▶ Written request
Format the stretch of the listing from its start through the line containing "[[241, 358]]" as a JSON list of strings, one per line, with blank lines omitted. Leave the pictures out.

▶ Input data

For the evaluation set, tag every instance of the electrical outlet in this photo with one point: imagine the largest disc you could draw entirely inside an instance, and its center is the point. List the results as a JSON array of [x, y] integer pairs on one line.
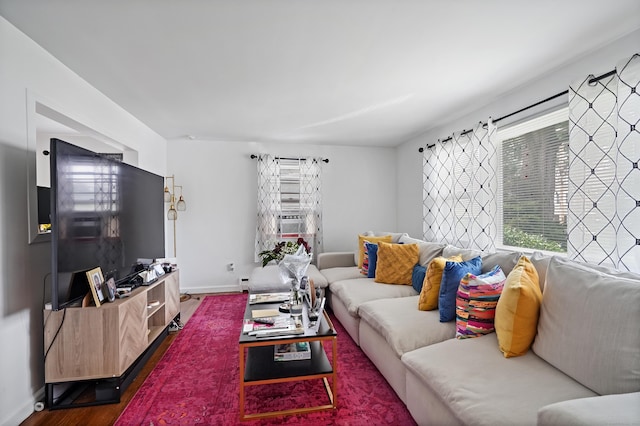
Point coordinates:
[[244, 283]]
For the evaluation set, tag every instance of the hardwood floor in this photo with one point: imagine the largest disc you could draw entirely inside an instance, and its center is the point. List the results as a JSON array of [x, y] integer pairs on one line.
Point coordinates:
[[107, 414]]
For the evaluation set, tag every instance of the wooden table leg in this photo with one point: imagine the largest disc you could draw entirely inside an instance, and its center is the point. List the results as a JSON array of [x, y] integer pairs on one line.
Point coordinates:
[[241, 358]]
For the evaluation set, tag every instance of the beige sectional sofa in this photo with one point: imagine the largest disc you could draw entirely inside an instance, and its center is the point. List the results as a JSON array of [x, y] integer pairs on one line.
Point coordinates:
[[583, 366]]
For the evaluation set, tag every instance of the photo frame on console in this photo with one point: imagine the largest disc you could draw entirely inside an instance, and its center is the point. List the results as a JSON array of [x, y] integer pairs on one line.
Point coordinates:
[[110, 289], [95, 280]]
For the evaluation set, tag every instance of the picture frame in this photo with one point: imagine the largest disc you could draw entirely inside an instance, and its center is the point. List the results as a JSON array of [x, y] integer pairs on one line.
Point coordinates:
[[110, 289], [95, 280]]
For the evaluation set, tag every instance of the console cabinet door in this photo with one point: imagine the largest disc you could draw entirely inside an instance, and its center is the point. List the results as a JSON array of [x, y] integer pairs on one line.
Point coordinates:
[[172, 296], [133, 330]]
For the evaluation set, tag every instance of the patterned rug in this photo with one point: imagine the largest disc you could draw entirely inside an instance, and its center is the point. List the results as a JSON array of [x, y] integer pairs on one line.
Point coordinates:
[[196, 381]]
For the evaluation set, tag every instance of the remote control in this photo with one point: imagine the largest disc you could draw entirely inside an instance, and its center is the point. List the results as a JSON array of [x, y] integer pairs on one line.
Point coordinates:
[[267, 320]]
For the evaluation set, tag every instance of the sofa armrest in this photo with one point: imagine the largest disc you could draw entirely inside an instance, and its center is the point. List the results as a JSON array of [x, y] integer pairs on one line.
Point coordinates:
[[619, 409], [335, 259]]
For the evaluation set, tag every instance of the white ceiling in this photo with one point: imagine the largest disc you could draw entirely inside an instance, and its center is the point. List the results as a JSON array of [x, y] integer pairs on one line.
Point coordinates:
[[352, 72]]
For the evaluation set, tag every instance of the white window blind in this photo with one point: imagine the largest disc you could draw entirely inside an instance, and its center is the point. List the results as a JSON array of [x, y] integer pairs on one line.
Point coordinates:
[[534, 161]]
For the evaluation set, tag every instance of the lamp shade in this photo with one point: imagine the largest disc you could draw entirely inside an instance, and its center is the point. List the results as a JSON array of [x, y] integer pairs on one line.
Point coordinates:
[[181, 205], [172, 214]]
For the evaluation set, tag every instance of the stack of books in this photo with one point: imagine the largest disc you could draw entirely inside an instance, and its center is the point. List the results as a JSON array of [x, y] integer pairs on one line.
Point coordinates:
[[281, 325], [292, 351]]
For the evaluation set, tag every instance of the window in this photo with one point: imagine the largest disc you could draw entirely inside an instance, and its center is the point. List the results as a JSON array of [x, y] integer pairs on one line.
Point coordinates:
[[289, 202], [533, 183]]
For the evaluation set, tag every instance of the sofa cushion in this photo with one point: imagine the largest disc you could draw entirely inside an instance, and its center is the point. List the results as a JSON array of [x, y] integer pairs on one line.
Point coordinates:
[[481, 387], [428, 251], [598, 341], [417, 278], [607, 410], [518, 309], [395, 263], [476, 302], [371, 239], [451, 276], [431, 286], [467, 254], [355, 292], [507, 260], [341, 273], [389, 317]]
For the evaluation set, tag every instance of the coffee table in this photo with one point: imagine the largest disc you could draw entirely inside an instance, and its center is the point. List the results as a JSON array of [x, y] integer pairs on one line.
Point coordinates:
[[257, 366]]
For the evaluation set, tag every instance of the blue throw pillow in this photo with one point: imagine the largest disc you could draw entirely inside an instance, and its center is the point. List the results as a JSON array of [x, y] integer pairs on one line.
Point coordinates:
[[417, 278], [372, 252], [451, 276]]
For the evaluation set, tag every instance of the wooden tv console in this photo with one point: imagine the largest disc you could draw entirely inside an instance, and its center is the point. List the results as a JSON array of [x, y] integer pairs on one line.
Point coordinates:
[[94, 353]]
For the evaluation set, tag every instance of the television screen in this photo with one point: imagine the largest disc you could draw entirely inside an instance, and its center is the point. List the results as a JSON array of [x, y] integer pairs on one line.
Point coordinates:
[[104, 213]]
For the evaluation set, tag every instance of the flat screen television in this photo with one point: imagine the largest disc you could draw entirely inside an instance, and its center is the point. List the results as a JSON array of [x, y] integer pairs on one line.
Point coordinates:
[[104, 213]]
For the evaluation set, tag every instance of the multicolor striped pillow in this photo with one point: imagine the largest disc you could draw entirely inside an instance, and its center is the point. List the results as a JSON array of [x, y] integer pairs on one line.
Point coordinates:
[[476, 302], [370, 259]]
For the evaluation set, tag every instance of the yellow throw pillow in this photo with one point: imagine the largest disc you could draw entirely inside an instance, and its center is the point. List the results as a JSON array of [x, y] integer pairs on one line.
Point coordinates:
[[371, 239], [518, 308], [431, 285], [396, 262]]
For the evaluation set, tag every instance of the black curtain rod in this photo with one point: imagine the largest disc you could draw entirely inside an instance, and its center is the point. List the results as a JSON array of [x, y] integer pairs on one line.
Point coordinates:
[[550, 98], [325, 160]]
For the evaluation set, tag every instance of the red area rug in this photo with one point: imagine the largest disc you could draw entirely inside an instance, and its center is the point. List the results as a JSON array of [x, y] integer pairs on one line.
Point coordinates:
[[196, 381]]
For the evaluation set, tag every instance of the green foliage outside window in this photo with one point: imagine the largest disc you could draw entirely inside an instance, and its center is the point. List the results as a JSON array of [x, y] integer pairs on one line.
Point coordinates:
[[517, 238]]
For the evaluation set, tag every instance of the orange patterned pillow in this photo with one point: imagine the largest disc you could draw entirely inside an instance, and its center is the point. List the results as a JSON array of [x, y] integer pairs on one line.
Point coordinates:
[[431, 286], [518, 309], [396, 262]]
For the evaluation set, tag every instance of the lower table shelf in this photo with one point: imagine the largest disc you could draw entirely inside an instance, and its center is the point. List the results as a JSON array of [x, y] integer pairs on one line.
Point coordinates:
[[260, 365]]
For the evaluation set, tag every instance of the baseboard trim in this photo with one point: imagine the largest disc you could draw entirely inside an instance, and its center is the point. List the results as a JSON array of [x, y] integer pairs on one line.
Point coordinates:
[[25, 409], [217, 289]]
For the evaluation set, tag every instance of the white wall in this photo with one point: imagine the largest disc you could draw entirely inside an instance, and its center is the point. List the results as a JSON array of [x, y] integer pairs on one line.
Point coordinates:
[[219, 180], [29, 72], [409, 160]]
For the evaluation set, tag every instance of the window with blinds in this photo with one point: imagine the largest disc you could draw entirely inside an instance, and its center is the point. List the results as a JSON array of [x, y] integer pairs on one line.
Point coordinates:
[[292, 223], [534, 177]]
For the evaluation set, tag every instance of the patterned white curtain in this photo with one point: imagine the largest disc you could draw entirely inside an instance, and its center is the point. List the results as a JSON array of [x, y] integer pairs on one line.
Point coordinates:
[[289, 203], [603, 221], [460, 189], [311, 203], [269, 203]]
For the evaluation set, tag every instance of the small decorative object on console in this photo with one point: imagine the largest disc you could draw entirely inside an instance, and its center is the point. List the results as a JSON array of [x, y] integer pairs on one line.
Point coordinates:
[[281, 249]]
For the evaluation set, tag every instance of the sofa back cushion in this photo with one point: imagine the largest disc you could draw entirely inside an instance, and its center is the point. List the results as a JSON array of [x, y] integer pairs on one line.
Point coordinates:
[[428, 251], [418, 276], [467, 254], [372, 239], [507, 260], [431, 287], [588, 326], [395, 263]]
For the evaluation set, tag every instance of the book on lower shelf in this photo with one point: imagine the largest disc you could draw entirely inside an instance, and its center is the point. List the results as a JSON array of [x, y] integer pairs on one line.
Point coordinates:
[[292, 351]]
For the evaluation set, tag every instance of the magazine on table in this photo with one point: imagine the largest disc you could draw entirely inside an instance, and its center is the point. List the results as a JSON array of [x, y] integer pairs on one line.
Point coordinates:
[[292, 351], [268, 297]]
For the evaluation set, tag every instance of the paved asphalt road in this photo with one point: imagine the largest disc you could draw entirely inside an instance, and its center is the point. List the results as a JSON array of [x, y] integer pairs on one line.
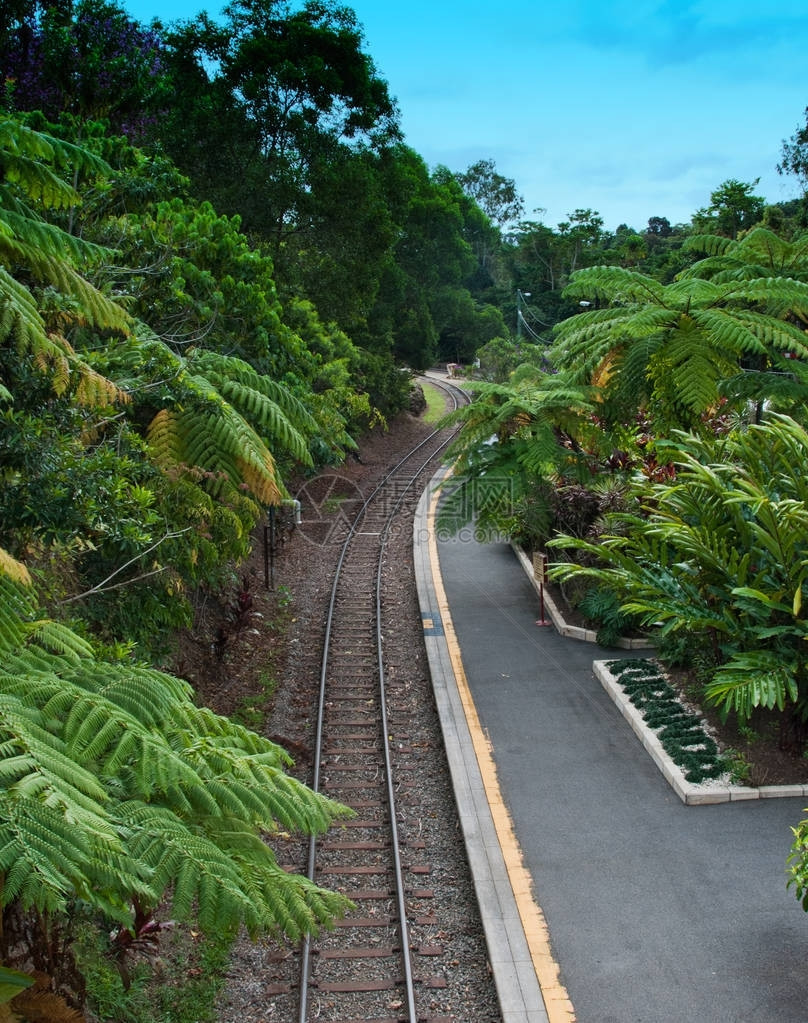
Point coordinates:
[[658, 913]]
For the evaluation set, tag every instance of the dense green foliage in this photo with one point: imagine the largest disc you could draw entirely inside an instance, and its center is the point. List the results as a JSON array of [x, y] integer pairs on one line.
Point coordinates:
[[217, 255]]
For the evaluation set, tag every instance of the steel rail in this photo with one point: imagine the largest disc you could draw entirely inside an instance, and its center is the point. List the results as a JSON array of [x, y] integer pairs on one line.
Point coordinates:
[[457, 396]]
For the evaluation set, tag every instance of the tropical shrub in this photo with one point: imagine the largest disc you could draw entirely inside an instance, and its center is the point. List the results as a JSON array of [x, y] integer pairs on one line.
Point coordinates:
[[722, 550], [116, 790]]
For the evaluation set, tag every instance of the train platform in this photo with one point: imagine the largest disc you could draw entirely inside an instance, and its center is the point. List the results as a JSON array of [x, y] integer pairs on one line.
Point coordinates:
[[604, 898]]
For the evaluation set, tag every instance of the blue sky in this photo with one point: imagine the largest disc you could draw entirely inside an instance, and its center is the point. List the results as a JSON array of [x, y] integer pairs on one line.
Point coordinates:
[[630, 108]]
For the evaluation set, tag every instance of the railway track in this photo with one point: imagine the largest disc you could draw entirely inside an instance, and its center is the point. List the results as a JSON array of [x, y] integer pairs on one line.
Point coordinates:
[[383, 963]]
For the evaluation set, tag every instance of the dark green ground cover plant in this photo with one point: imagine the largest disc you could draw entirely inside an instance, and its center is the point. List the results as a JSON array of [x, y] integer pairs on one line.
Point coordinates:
[[680, 730]]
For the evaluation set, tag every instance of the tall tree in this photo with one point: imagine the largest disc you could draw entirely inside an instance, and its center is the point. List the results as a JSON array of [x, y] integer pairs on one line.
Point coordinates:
[[670, 348], [732, 208], [495, 194]]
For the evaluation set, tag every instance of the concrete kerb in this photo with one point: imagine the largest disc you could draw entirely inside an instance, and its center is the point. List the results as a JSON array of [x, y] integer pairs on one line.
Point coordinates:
[[689, 793], [525, 974]]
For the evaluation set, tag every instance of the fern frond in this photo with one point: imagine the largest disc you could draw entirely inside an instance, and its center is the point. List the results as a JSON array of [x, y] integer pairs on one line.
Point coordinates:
[[13, 570]]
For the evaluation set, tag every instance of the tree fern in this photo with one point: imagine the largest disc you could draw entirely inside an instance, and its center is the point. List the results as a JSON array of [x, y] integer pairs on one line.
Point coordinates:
[[30, 186], [722, 550], [693, 334], [115, 788]]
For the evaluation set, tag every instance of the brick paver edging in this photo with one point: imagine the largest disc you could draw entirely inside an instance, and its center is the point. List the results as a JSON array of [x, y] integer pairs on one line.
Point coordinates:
[[693, 795]]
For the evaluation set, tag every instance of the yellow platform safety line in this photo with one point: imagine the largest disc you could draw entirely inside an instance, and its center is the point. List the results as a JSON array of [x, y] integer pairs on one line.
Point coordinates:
[[556, 1001]]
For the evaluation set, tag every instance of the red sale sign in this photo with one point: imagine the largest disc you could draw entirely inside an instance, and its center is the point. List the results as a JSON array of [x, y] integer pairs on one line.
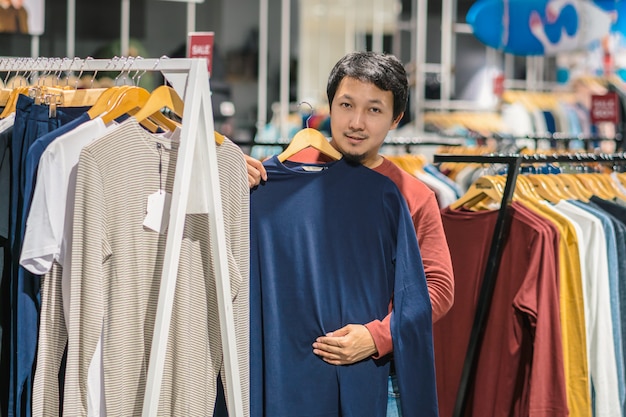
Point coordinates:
[[605, 108], [200, 45]]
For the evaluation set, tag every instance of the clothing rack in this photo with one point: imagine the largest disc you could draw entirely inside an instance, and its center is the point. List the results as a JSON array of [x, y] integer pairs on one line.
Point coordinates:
[[197, 162], [514, 163]]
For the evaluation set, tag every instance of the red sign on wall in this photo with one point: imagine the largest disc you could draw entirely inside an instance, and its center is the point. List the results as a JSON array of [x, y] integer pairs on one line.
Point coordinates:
[[200, 45], [605, 108]]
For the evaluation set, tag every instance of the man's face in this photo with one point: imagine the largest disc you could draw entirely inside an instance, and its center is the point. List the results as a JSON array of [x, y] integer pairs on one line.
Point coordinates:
[[361, 115]]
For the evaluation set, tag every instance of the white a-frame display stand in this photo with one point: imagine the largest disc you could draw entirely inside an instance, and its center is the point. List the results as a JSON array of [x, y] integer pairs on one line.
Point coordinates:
[[196, 168], [196, 159]]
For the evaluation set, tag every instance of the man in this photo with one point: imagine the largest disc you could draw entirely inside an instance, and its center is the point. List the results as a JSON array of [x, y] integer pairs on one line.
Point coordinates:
[[367, 93]]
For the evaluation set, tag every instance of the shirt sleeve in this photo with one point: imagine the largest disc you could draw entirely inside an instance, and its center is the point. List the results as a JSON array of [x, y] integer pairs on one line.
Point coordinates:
[[437, 268]]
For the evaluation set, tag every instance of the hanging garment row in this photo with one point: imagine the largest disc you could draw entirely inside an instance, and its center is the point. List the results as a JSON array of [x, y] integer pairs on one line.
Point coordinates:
[[90, 176], [542, 326]]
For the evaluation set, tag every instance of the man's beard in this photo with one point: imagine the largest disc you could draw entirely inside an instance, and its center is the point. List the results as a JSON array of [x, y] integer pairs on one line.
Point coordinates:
[[353, 159]]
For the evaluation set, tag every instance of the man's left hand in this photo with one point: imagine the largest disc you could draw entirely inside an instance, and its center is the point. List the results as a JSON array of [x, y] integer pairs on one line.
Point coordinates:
[[348, 345]]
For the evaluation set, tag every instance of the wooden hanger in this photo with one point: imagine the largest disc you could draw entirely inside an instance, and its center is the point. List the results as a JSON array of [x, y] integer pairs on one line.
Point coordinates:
[[104, 102], [575, 186], [545, 188], [309, 138], [526, 190], [485, 187], [592, 183], [129, 99], [81, 98], [162, 97], [165, 97], [12, 101]]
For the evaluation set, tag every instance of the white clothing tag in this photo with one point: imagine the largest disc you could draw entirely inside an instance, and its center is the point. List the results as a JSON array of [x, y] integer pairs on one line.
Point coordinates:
[[158, 211], [312, 168]]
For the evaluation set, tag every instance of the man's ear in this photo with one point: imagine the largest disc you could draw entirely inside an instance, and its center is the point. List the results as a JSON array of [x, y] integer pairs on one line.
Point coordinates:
[[396, 121]]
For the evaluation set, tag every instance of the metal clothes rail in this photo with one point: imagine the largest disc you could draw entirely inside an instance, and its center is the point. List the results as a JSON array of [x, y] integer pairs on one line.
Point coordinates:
[[198, 161], [513, 162]]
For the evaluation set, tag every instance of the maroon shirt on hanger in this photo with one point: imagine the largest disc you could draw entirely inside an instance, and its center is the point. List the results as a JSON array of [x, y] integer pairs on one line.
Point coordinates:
[[520, 367]]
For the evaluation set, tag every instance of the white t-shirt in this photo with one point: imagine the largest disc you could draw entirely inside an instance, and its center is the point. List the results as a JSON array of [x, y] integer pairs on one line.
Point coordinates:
[[595, 276]]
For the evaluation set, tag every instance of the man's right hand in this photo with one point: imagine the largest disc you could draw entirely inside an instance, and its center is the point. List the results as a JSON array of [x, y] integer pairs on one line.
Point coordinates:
[[256, 171]]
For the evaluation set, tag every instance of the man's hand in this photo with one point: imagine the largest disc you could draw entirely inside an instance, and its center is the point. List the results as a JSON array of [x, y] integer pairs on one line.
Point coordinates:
[[350, 344], [256, 171]]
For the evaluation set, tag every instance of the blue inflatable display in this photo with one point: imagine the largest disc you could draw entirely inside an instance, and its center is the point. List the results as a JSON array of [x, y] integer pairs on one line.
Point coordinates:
[[539, 27]]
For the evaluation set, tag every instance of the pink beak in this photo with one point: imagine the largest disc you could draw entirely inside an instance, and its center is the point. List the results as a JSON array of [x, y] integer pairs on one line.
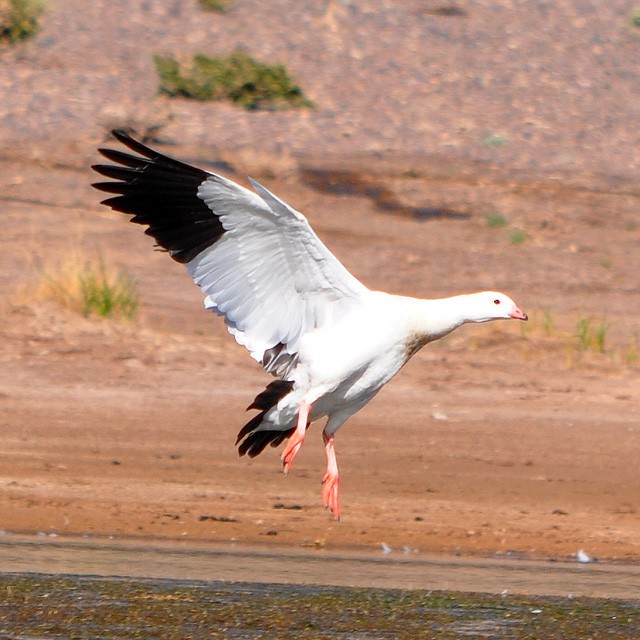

▶ Written reply
[
  "For the evaluation set, tag every instance of the electrical outlet in this photo with one point: imagine the largest disc you could draw entirely inside an instance, and its center is the point. List the results as a JSON array of [x, y] integer pairs on one line.",
  "Point coordinates:",
  "[[244, 283]]",
  "For the evaluation set, tag every instance of the hardwood floor in this photo with one point: imagine the largest disc you could draw entirely inside an instance, and its center is the point. List the results as a JSON array of [x, y] integer pairs on one line.",
  "Point coordinates:",
  "[[107, 414]]",
  "For the evaluation set, tag every instance of the wooden table leg in this photo with one point: imagine the largest disc you could draw entirely inside an instance, and its center is the point. List the results as a JSON array of [x, y] integer pairs on one line.",
  "Point coordinates:",
  "[[241, 358]]"
]